╔══

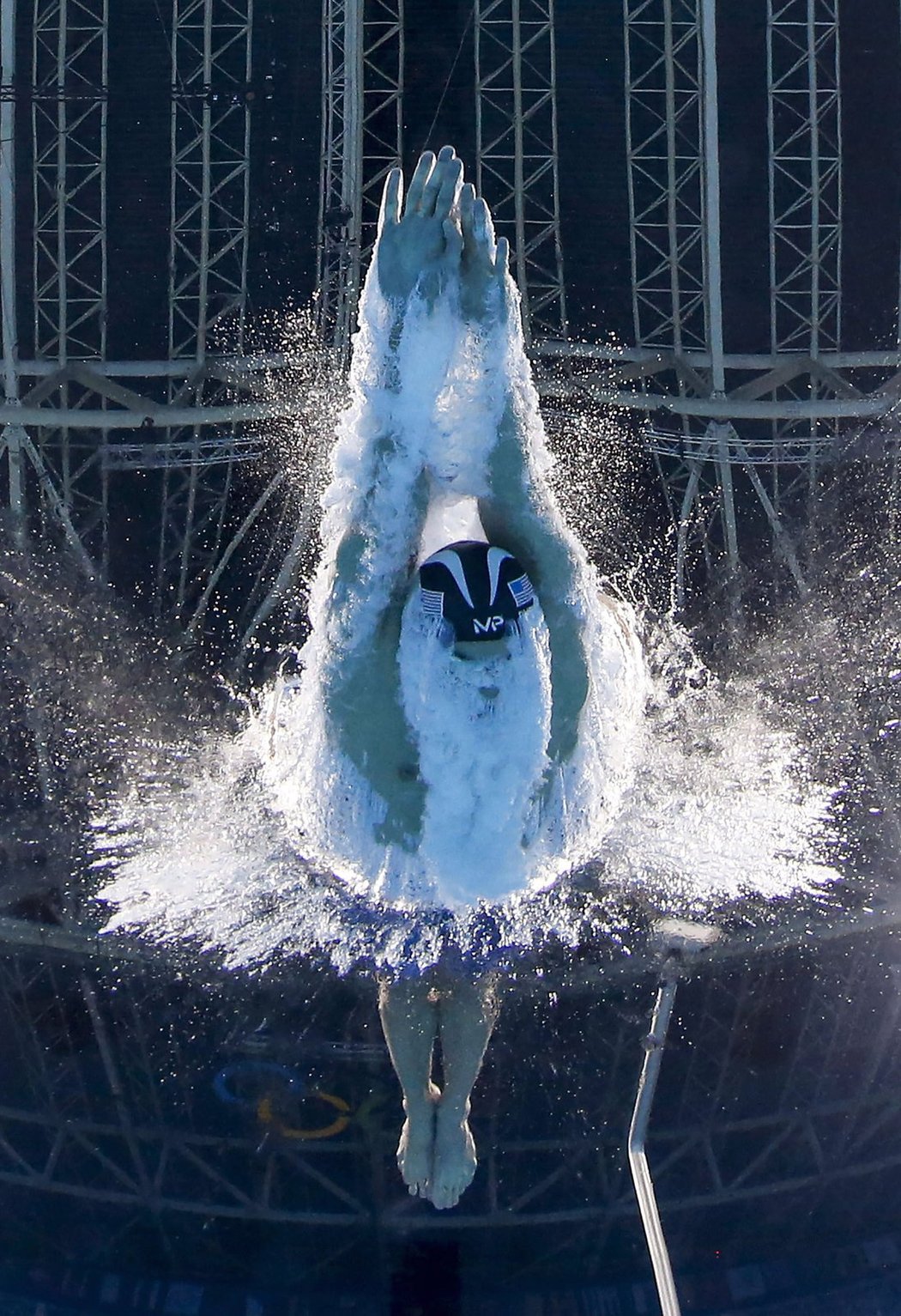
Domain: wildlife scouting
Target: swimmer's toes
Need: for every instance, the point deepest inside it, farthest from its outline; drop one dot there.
(416, 1147)
(456, 1163)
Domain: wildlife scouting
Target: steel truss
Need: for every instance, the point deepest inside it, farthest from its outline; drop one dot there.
(666, 185)
(517, 150)
(802, 389)
(69, 126)
(208, 274)
(362, 140)
(71, 422)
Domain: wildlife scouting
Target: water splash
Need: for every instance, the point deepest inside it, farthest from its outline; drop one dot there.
(278, 842)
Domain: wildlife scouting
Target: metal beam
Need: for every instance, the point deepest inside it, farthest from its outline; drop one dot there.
(517, 149)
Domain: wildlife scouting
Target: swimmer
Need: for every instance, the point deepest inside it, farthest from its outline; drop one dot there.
(484, 575)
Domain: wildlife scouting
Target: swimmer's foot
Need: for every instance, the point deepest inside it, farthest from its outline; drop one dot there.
(414, 1150)
(454, 1157)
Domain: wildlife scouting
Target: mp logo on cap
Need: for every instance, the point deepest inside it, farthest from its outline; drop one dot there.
(493, 624)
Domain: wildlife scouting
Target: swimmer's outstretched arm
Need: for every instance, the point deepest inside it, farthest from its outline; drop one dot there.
(417, 252)
(520, 511)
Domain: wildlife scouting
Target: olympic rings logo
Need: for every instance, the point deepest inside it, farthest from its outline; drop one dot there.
(266, 1115)
(232, 1078)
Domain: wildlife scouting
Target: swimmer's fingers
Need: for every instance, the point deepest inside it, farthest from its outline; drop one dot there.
(453, 242)
(424, 167)
(450, 183)
(392, 199)
(483, 227)
(432, 187)
(501, 261)
(466, 203)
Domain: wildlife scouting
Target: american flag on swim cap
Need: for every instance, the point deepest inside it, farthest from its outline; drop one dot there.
(523, 591)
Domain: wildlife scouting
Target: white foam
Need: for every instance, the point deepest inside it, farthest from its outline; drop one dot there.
(281, 842)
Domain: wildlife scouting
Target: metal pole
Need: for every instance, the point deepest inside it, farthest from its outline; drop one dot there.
(712, 191)
(641, 1173)
(14, 434)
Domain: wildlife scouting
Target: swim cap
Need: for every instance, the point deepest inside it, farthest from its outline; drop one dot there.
(476, 589)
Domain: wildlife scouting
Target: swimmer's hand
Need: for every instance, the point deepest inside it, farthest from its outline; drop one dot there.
(419, 239)
(483, 262)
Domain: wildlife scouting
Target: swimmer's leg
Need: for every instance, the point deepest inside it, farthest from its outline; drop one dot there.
(467, 1012)
(409, 1020)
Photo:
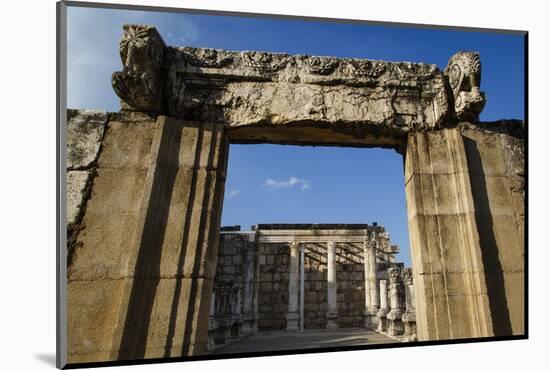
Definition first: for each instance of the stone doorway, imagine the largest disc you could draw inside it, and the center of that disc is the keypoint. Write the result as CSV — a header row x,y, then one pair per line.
x,y
166,154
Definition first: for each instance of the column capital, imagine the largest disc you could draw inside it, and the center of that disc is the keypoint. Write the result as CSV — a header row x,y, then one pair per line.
x,y
407,276
394,274
294,246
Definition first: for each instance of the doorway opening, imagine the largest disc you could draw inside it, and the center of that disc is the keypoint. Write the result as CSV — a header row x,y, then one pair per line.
x,y
293,257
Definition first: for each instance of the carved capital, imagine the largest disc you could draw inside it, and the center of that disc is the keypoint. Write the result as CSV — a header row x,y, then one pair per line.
x,y
407,276
141,82
294,247
394,274
463,73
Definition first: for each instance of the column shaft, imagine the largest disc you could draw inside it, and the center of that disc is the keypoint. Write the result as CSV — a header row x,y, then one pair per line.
x,y
293,282
332,314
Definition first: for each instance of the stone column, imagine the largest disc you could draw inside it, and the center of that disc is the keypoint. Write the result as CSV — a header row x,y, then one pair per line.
x,y
332,313
409,317
371,288
247,326
395,325
302,285
452,299
383,312
212,322
170,247
293,315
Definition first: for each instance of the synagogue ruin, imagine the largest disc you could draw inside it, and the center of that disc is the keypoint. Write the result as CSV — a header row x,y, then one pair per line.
x,y
150,274
307,276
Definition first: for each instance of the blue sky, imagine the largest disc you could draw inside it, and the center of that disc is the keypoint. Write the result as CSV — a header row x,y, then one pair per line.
x,y
275,183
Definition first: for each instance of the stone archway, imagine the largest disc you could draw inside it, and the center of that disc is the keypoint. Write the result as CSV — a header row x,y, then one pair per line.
x,y
147,294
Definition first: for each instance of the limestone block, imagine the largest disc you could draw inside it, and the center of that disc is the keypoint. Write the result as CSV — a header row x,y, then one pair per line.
x,y
77,182
85,130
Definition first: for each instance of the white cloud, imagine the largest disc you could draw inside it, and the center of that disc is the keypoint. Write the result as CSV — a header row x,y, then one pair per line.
x,y
233,193
286,184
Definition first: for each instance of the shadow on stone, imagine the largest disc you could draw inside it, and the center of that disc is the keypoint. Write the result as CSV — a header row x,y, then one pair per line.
x,y
494,277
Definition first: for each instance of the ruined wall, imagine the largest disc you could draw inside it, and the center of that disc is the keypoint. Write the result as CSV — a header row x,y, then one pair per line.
x,y
495,154
273,260
108,206
85,131
272,289
142,261
350,277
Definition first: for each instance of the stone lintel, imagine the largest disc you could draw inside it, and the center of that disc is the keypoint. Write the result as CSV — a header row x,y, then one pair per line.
x,y
295,99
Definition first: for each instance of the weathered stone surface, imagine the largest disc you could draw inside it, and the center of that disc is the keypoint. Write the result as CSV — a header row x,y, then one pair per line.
x,y
77,182
495,152
84,134
464,74
140,82
365,102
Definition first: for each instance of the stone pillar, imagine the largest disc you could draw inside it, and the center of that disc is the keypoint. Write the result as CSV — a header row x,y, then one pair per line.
x,y
247,326
332,313
371,287
452,299
152,231
212,322
409,317
395,325
383,312
293,315
302,285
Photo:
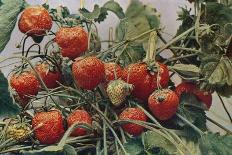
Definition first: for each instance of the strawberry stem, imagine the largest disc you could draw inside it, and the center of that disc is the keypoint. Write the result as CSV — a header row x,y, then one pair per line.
x,y
224,106
219,125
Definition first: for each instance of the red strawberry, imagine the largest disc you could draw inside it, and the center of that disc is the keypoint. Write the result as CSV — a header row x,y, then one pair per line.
x,y
79,116
50,78
88,72
35,20
163,104
73,41
26,85
48,126
144,82
133,114
111,69
188,87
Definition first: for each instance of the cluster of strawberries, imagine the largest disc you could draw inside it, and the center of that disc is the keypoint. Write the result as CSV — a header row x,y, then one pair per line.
x,y
88,73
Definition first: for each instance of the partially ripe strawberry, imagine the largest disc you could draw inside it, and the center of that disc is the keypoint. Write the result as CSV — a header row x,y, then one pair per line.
x,y
163,104
49,77
143,80
73,41
112,69
48,126
133,114
25,84
88,72
118,90
79,116
188,87
35,20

╚══

## Instructions to follow:
Rewrite the lines from the start up to and including the line with "(232, 1078)", keeping the requests as they are. Multiply every coordinate in the answers by 1.95, round to whole numbers with halves going up, and leave the pictures out.

## Exercise response:
Domain: wildlife scouting
Target: swimmer's toes
Need: for every instance, the point deepest inside it, farthest from its outline; drop one dot there.
(811, 2237)
(889, 2268)
Domain: wildlife scouting
Target: steel truss
Need: for every instance, the point deepest inside it, farthest from its outline; drop one dot there.
(1299, 361)
(1008, 293)
(1564, 759)
(135, 246)
(406, 534)
(706, 273)
(138, 823)
Domain: wildlife scouting
Target: water splash
Need: for every instance, the point deepest inside it, farthest from its outline; drop one dot there.
(542, 1642)
Domain: wildlife scouting
Target: metal beam
Need: for every instance, the point deepest inside it, farthest from its outline; drop one dot there.
(1008, 291)
Domain: wildlife scouting
Target: swimmer
Need: for every instance, the point deepest inside it, farthest from its outline; drop one dot there.
(944, 1121)
Domain: wildlife scouting
Target: swimmer's foot
Need: for every instance, the point deepest inside it, farthest from its outline; drop one dot there.
(807, 2243)
(885, 2256)
Domain: wildlife scouting
Target: mp logo on cap
Need: for every instance, the point deepest inside it, farthest from its outline; drop one dot there.
(961, 1217)
Domain: wildlife scouting
Target: swimmer's outstretched arm
Need: for every instance, the point deepest inside it, farthest from its outline; drop one dot there.
(813, 491)
(1014, 996)
Domain: wildlife scouting
Target: olympic rings logo
Need: for every instance, the point deepest inside it, farthest from its outline; drop one dot there.
(519, 2174)
(452, 2102)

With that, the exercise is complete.